Collect every line in the records below that contains the string "motor" and copy each one in full, treating uppercase and lowercase as different.

**Data excerpts:**
★ ★ ★ ★ ★ ★ ★

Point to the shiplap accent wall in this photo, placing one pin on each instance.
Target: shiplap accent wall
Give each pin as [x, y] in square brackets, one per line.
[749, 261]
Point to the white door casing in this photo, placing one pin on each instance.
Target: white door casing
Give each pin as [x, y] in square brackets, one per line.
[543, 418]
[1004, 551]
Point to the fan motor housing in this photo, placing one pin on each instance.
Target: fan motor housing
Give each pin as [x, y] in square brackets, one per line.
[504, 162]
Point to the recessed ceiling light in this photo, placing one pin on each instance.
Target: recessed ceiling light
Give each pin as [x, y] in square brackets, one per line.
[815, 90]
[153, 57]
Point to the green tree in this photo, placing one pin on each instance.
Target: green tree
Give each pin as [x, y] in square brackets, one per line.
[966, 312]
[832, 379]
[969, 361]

★ ★ ★ ★ ★ ★ ★

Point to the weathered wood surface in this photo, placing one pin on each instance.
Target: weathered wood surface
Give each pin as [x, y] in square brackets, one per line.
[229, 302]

★ ★ ★ ★ ★ ★ ★

**Reply to the exercise:**
Point to the fan motor housing in this photo, placing one pin on each instance.
Target: fan motor housing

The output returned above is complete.